Exercise brief |
Resume the concert reviews below, carrying on from their last sentence.

Source excerpt |
——————————

The strongest performance of the two concerts came at the very start, in the Beethoven trio. Writing for string trio has never sparked the imagination of composers with the same frequency as the string quartet, and many great names simply gave the medium a miss.

The temptation of making just three instruments emulate the familiar richness of four has created a genre that's full of pitfalls for performers, as the amount of double-stopping involved can make for a stress-laden style of performance.

Isserlis, Fujita and Roberts responded to the particular challenges of Beethoven's C minor Trio with playing of unusual lightness and fleetness, changing the mood of the music slightly in the process, but also, exceptionally, making the medium sound fluid and easy.

The Eyeglass Duo for viola and cello is a lesser work and didn't take flight in the same way in performance.

Although Isserlis was the headline attraction in these concerts, in all the other works the greatest burden in performance falls on the pianist. Tysman showed great skill and resourcefulness in the delicacy with which she cast herself in a supporting role.

But that's how she mostly sounded, as an extremely busy but essentially unobtrusive prop for the other instruments.

Unfortunately, that's not at all how Dvorák, Smetana and Suk conceived the pieces on offer, and Tysman's failures of left-hand assertiveness were particularly debilitating, often to the point of robbing the music of a solid harmonic foundation.

Fujita and Roberts were consistently stronger, but those moments when the cello was cast into the spotlight, most notably in the slow movement of the Dvorák Piano Quartet, offered playing that was simply in another league, unforced and unfussy, apparently simple in detail, yet carrying messages of an expressive complexity that none of the other players could rival.

Among the works involving piano, it was actually Suk's early Piano Quartet that brought the most consistently persuasive playing from the group.

And, as Lyric FM microphones were present for the occasion, with one placed very close to the piano, it may well be that radio listeners will benefit from a musically balanced perspective that never fully materialised for the audience at St Canice's Cathedral. - Michael Dervan

Ulster Orchestra, Adrian Leaper, Ulster Hall, Belfast

Albéniz Almería (from Iberia)
Napoleão Piano Concerto
Halffter Sonatina

Alfredo Napoleão, who died in 1917, is the first Portuguese composer we have met in the current series of free BBC Invitation Concerts devoted to music from Latin America and the Iberian peninsula. In his day he was acclaimed as a pianist but ignored as a composer, and the present work apparently had to wait until 1941 for its first performance. No other concerto starts like this; these sultry mutterings and tense string tremolandos could be the introduction to an operatic scene. But when the piano enters, the style becomes Chopinesque with a slight Iberian accent, and with succeeding movements the music becomes more conventional. The glittering solo writing, however, found a worthy exponent in Artur Pizarro, who has championed this work in recent years.

——————————

Information supplied |
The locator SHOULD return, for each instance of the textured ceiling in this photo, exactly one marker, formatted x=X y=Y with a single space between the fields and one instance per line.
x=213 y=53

——————————

Output below |
Halffter's Sonatina, a ballet score from the late 1920s, reinforces suspicions that the Spanish National School went off the boil after the first World War. The story of "a princess who is so sad not even her dragon can cheer her up", it is all very nicely orchestrated and, like all the programme, given a tasteful, carefully balanced performance by the Ulster Orchestra under Adrian Leaper. But most of it is unmemorable, and it urgently needs someone to make a concert suite of the best bits. The resulting composition would not be long, but it would be worth listening to.

The most sheerly enjoyable piece was the opening excerpt from Albéniz's Iberia, given a discreet 20th-century tinge by Carlos Surinach's orchestration. - Dermot Gault

Larry Coryell, Melanie O'Reilly, Green Room, Holiday Inn, Dublin

Texan guitarist Larry Coryell and Irish singer Melanie O'Reilly met several years ago at the Cork Jazz Festival and have since collaborated occasionally. A big crowd turned out on Sunday night to see them renew their acquaintance at the Green Room. It was an outstanding night of jazz.

O'Reilly opened the show with a selection of songs from her new album, backed by Fintan O'Neill (keyboards), Antoine Simoni (bass) and Romain Piot (drums). She is hard to pin down, blending jazz and traditional Irish elements and constantly experimenting with styles. Her songs were all concerned with Irish emigration to America. Perhaps most interesting was Tomorrow I'll be Leaving, which started out in triple time with a gentle folk-style melody before building theatrically through shifting tempos and time-signatures. Her songs were all engaging and unpredictable.

Coryell was on next, backed by the same trio. He has long been one of the most respected guitarists in jazz. He opened with a relaxed blues, on which his warm tone and melodic improvising were strongly reminiscent of Wes Montgomery. He turned up the heat with aggressive, high-speed soloing on his own Places Revisited and closed the set with a solo, steel-string acoustic version of the Beatles's She's Leaving Home. Here, he made the melody sing out, reprising it at one point in dazzlingly precise artificial harmonics. This was understated virtuosity that gave pride of place to the melody.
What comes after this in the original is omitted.